Required task
Please copy out every entry below word for word, leaving out the pictures.

(Point labels for objects)
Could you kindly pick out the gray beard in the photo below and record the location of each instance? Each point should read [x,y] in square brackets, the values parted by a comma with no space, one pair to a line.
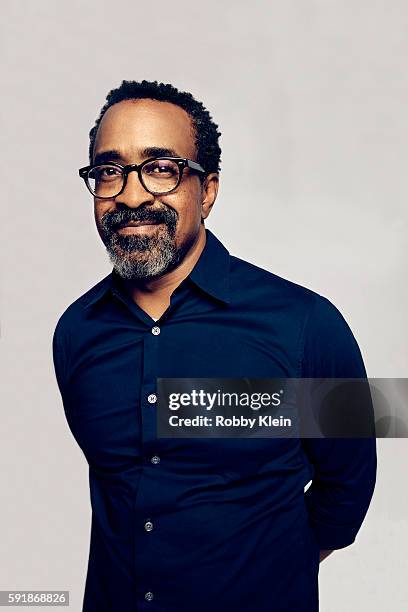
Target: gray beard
[143,257]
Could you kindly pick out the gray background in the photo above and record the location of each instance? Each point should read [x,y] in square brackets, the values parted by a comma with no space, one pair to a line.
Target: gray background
[319,89]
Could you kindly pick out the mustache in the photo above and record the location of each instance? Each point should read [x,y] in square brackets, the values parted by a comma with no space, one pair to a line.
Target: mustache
[113,220]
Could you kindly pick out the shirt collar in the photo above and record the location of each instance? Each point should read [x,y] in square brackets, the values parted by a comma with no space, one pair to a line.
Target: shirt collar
[210,273]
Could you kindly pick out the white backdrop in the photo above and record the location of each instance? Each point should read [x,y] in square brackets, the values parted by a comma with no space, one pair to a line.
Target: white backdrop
[316,88]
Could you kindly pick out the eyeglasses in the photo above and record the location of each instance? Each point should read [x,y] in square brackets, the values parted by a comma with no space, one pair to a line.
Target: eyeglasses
[158,175]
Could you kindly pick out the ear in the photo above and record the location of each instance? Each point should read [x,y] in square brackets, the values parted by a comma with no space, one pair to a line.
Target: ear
[209,193]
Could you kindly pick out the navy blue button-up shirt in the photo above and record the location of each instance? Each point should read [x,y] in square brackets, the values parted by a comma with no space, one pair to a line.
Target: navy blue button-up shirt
[208,524]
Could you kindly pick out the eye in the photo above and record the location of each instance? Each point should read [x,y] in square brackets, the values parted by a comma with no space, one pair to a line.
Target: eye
[161,168]
[105,173]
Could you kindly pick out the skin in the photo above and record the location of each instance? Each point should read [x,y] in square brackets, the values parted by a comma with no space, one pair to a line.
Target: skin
[128,127]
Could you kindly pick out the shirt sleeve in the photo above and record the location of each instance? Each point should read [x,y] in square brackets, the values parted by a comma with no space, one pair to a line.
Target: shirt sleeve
[344,470]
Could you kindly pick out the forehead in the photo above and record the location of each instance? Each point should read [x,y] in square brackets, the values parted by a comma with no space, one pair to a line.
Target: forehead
[133,125]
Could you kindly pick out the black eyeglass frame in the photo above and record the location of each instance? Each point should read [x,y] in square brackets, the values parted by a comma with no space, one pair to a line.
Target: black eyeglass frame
[182,163]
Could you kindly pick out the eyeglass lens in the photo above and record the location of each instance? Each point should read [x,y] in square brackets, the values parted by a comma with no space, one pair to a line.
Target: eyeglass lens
[159,176]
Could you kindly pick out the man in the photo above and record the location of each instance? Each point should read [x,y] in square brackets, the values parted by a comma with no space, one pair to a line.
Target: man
[195,524]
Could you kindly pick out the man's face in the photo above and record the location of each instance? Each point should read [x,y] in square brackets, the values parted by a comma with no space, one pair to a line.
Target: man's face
[126,131]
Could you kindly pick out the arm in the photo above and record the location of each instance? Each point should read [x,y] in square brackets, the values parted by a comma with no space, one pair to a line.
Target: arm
[343,470]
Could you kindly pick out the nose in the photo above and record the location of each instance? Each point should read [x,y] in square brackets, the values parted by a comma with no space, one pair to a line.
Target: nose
[134,194]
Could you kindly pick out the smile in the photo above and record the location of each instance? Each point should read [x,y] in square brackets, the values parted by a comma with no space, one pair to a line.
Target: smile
[140,227]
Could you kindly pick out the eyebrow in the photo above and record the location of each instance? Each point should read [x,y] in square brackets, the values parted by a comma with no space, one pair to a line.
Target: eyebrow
[113,155]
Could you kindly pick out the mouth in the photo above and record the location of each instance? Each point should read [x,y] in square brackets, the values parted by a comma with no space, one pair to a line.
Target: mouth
[136,227]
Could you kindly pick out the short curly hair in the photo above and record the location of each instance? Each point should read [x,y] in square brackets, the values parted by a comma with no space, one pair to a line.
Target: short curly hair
[206,131]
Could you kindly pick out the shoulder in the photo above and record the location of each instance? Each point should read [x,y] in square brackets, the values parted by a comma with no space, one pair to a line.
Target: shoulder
[261,284]
[75,313]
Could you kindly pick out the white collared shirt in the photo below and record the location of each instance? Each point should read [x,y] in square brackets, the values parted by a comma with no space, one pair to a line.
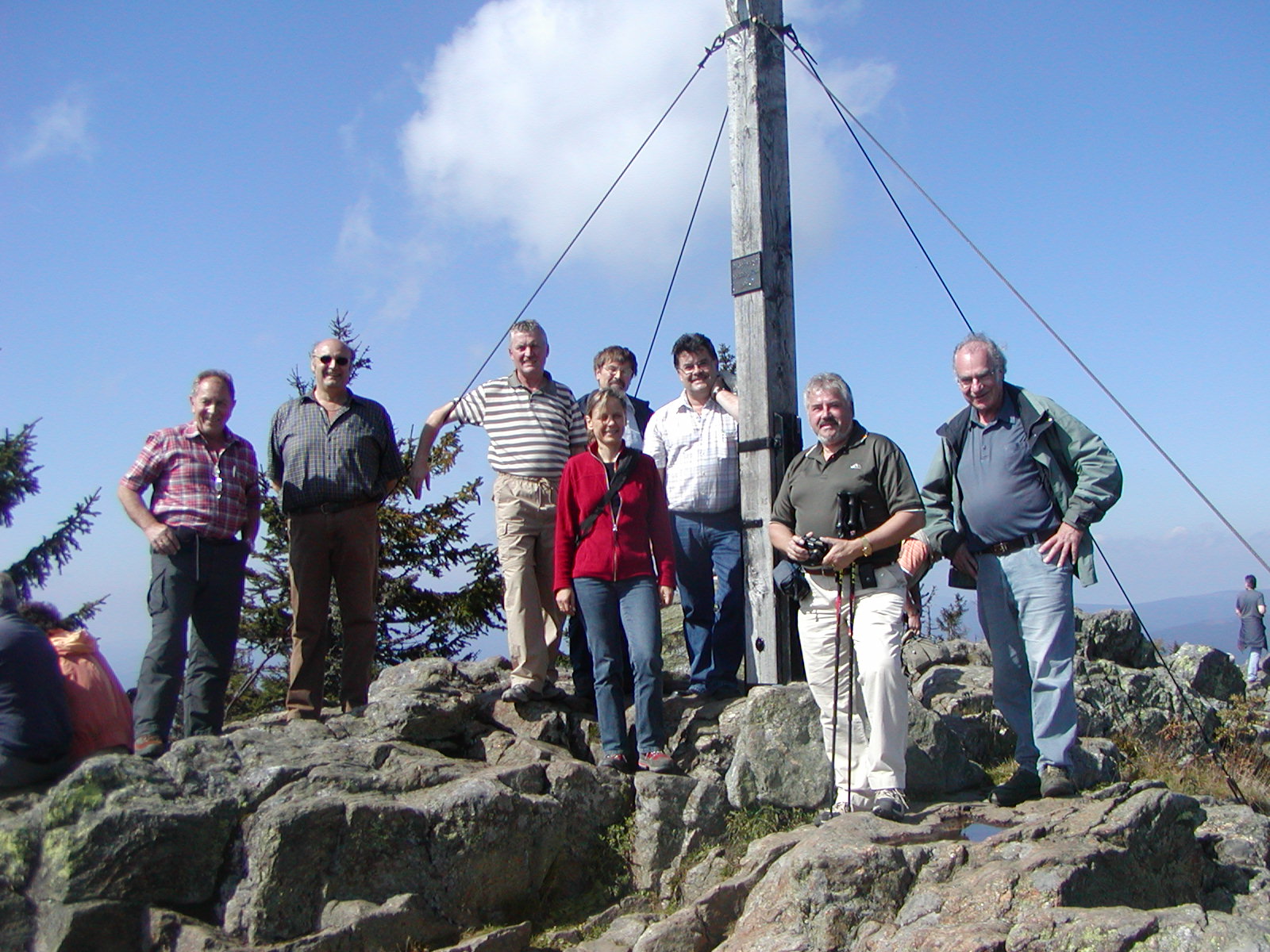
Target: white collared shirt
[698,454]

Exercise answer
Could you kindly pick out the gray beard in the photo below and record the location of each instance? Each point should read [x,y] in square brackets, the values parted by a comma with no space, one pair to a line.
Target: gray beard
[143,257]
Could you kindly pick out the gray background in the photo above and record the location of each instance? Each point should read [x,y] in square brackets, the values parted by a comma with no space, one pair to a line.
Target: gray background
[319,89]
Could you kindly pick out the mustache in the photo above and record the location of each instance? Each point should read [x,y] in square brackets, the values parted by a comma with no space, one pair to a line.
Target: mustache
[113,220]
Could you kindly pick out the shirt collar in the photo above and record the location of each instance? Each point should read [x,y] in square brackets, the values parted by a comma with no space, one pair to a line.
Target: shirt collar
[210,273]
Could you kindly pick out the white backdrop in the photo above and record the location of each instance? Each point should read [x,y] in square brackets, the values parted by a comma with no space, one pair to a line.
Target: white backdrop
[316,88]
Could you kindly pick out the eyeglasses in the photo above and record the location of each instance? Each point should read [x,y] in square brackets, the values parted by a comma with no space, one pair to a line.
Target: eyeglasses
[158,175]
Could you kindly pick out the ear in the photo above and record the location of each instance? Each point should read [x,y] in square brackets, the values parted by a comma with no space, one pair to a line.
Target: ear
[209,193]
Could you kindly pick out the navy blue button-up shirt in the photo above and record the location of each instance? Each point should read [x,y] in square brackets, the values parted by a comma with no space, one pair to a line.
Target: navy blue button-up shirt
[208,524]
Could you kindly pick out the eye in the photo above and record the location of each instance? Each point should read [x,y] in square brackets, the values parted by a comma with no space, one pair to a line.
Target: eye
[161,168]
[105,173]
Could you kindly pick out the skin in the photo above and record the location of each instance? Each point should read [x,y] in square brackets, the values parted by a comma with no space, one pair to a line.
Target: skin
[128,127]
Could you kindly pick out the shirt sleeve in the photo above and record the location of each instance? Each point should read [x,y] in square brackets, the values parted by a comma with no space, one pair to a line.
Target: shirt sleeve
[344,470]
Could you kindly pick out the forehead in the photo above and record the location of each instance? Each point should read [x,y] in square brackets, the values parted by a comma with no space, one pair to a line.
Target: forehead
[133,125]
Could you kindly pick out the black eyeglass frame in the photo above and record the location of each instance? Each point should read [x,y] in square brackets, the values parted by a comma with no space, one pair to a line.
Target: black eyeglass frame
[182,163]
Could you kindly pick out the eyeglass lens in the photo above and record the location of each instance? Each point should read [x,y] in square brackets, the values parted by a comma with no space, one pair to a line.
Target: eyeglass lens
[159,176]
Could you kindly pick out the man in the photo above and record the location of each instance? Each point should read [x,y] in square brackets, the values parted by a comma with no space, one pair to a line.
Target: man
[195,524]
Could you kindly pick out the man's face in the photo above and record the location of each instance? Each point should read [x,y] in square brackets, the values parted by a comma with no space, one pair to a line.
Target: man's face
[126,131]
Could you kindly pick out the arm in the photo above and record the location of each instance? Each point should read [x,y] in square brackets, the values parted by a comma with no space, one pair to a line.
Target: arm
[343,470]
Could you kindly pick out the nose in the photo above and record the location of each instance? Each point should read [x,y] in square brackets, the values parted by a comma with no space, one pair to a line.
Target: nose
[134,194]
Could you kindly pick out the smile in the photo above and record the location of each instance? Each point should read [x,y] in square brackets, the values parted by a comma with no space, one pair to a line.
Target: smile
[140,227]
Could you kindly pick out the eyebrow in the photo above and record the location of each instance? Each point should read [x,y] in square brackets, the values parted by a comma with no space, one pair to a line.
Target: eyebrow
[113,155]
Could you kindly pick out the mouth in the photo above and record the location of each instance? Each point should read [x,y] in square brackets, the values parted by a comma with no space, one pair to a line.
Target: mouth
[136,227]
Could you kindly pick out the short curly hair in the photo above and record the location of each instance? Each point should read [x,y] in square brackets, the values parted by a comma with no space, one pair to a line.
Target: short curly hair
[206,131]
Could you kindly pick out the shoulder in the photo above and record the location of each instance? Each point should read [x,y] in square brackets, the values parted by a comma with no space, one pair to a line.
Target: shoulder
[261,284]
[75,313]
Could you kindly pick out the white collared shirt in the photo below and record the location of each instance? Each point should read [x,y] in square brackets, the values parted by a comma with no space, one pair to a line.
Target: white collared shirt
[698,454]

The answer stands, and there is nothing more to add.